— Your instructions —
Quote the exoplanet thesis abstract below from "Over the past" to "by numerical simulations." word for word.

— Reading text —
···

Name: Ariel Xie
Majors: Physics, Mathematics
Minor: Computer Science
Advisors: Dr. Lindner, Dr. Kelvey
How does sunset look like on exoplanets? For some eccentric planetary orbits, the host star appears to move backwards in the sky as the orbital speed momentarily exceeds the rotation speed near the periapsis, when the planet is nearest to its star. This necessitates a new definition of a day. Thus, a new definition “apoday” is defined as the time between two consecutive noons in the dominant direction of motion of the host star, excluding the noons caused by its reversal and recovery. This thesis begins with an exploration of conditions necessary for apoday to happen.
Over the past decade, NASA’s Kepler and K2 missions have discovered thousands of planetary candidates for human settlement, of which 2000 have been confirmed. This thesis examines the apparent motion of the host star as viewed from exoplanets. Mathematica simulations model the motion of the host star. The simulations involve numerical integration of orbital equations of motion and analytic computation of the altitude of the sun observed from the planet. For the special case of zero obliquity(tilt), an exact nonlinear equations delimiting apodays in the space of orbital eccentricity and spin-orbit (day-year) ratio is derived, confirmed by numerical simulations.

···

— Extracted information —
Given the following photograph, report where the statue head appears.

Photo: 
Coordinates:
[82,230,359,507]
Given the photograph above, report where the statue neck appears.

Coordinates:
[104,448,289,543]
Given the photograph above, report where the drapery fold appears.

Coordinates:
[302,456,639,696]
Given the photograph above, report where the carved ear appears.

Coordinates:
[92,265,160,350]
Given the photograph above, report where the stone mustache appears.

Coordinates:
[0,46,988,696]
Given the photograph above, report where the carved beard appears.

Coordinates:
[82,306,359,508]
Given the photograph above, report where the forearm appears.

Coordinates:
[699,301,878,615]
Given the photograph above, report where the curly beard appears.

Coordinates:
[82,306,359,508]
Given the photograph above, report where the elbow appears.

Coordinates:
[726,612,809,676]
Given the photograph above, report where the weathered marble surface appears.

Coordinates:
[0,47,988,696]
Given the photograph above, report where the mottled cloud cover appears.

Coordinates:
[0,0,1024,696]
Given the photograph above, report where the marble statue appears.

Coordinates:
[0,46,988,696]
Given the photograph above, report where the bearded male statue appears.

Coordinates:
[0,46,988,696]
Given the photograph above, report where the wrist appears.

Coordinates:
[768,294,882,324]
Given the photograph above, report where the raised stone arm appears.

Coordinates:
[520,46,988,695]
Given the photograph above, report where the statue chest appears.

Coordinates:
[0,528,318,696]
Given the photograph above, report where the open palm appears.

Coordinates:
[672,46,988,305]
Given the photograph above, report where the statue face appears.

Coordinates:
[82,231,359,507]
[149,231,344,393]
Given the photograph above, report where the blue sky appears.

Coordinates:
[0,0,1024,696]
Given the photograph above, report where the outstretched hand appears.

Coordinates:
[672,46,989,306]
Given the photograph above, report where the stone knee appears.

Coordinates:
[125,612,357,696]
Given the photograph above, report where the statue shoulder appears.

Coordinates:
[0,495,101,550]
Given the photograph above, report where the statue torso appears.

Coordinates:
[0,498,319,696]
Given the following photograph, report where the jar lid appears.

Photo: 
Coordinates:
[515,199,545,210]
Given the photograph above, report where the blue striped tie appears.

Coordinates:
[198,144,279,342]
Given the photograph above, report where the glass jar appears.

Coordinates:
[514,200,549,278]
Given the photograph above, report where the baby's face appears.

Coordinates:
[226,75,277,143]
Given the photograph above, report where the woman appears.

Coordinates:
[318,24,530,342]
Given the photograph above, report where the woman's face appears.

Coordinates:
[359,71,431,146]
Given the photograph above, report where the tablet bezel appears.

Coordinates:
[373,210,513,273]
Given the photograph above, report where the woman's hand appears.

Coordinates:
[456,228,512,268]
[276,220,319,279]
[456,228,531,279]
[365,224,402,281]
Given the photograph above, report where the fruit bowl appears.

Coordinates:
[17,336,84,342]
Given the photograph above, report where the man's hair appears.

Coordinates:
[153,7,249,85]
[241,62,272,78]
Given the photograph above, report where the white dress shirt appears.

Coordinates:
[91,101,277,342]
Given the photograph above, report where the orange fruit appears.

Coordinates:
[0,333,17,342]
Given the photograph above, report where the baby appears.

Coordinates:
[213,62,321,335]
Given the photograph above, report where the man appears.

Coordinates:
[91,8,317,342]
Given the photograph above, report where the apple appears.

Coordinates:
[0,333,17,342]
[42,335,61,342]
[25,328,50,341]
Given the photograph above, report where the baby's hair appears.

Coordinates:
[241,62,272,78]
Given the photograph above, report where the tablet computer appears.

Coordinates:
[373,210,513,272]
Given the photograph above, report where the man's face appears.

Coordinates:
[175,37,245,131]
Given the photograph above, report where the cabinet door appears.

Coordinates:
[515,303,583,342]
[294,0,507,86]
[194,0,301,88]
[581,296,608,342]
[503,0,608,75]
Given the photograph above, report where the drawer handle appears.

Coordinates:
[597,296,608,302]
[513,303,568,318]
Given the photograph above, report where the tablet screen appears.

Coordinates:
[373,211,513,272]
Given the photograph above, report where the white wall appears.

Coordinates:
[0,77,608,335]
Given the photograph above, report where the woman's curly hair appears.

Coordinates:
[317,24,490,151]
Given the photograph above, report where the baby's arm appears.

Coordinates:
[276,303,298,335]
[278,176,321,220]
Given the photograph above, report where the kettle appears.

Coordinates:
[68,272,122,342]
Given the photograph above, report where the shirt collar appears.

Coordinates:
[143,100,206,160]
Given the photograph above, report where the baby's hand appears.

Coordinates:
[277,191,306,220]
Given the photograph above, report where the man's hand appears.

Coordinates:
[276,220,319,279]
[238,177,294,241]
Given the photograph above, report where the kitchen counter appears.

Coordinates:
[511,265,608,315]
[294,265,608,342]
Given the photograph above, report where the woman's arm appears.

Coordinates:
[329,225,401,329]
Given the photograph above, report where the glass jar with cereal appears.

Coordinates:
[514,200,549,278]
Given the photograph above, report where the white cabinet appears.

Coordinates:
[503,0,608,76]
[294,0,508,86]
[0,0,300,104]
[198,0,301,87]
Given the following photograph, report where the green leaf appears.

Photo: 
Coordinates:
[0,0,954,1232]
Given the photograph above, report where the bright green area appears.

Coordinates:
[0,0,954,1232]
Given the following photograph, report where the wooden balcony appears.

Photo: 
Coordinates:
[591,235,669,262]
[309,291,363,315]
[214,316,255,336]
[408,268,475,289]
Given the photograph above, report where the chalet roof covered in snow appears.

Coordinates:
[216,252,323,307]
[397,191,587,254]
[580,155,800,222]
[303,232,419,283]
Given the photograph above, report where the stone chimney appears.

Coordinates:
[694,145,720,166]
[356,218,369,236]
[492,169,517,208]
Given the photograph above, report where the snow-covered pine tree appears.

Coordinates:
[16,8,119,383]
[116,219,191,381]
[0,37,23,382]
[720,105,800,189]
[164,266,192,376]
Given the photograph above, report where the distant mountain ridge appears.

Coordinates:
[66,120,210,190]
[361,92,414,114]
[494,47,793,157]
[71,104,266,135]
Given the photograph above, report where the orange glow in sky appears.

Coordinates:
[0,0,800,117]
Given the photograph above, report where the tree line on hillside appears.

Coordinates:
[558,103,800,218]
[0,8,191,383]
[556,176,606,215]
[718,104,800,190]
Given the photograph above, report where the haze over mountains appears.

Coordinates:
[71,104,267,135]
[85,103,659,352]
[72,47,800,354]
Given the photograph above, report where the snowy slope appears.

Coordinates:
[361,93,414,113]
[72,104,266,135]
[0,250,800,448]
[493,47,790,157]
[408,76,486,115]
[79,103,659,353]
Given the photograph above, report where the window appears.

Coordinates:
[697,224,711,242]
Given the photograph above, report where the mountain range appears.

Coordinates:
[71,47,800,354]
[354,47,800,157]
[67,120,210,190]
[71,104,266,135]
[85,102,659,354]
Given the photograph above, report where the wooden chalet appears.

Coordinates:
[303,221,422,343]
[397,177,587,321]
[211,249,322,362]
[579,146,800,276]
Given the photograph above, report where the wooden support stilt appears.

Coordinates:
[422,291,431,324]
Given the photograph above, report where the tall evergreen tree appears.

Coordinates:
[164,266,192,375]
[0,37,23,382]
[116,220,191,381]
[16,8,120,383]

···

— Result of the exercise —
Over the past decade, NASA’s Kepler and K2 missions have discovered thousands of planetary candidates for human settlement, of which 2000 have been confirmed. This thesis examines the apparent motion of the host star as viewed from exoplanets. Mathematica simulations model the motion of the host star. The simulations involve numerical integration of orbital equations of motion and analytic computation of the altitude of the sun observed from the planet. For the special case of zero obliquity(tilt), an exact nonlinear equations delimiting apodays in the space of orbital eccentricity and spin-orbit (day-year) ratio is derived, confirmed by numerical simulations.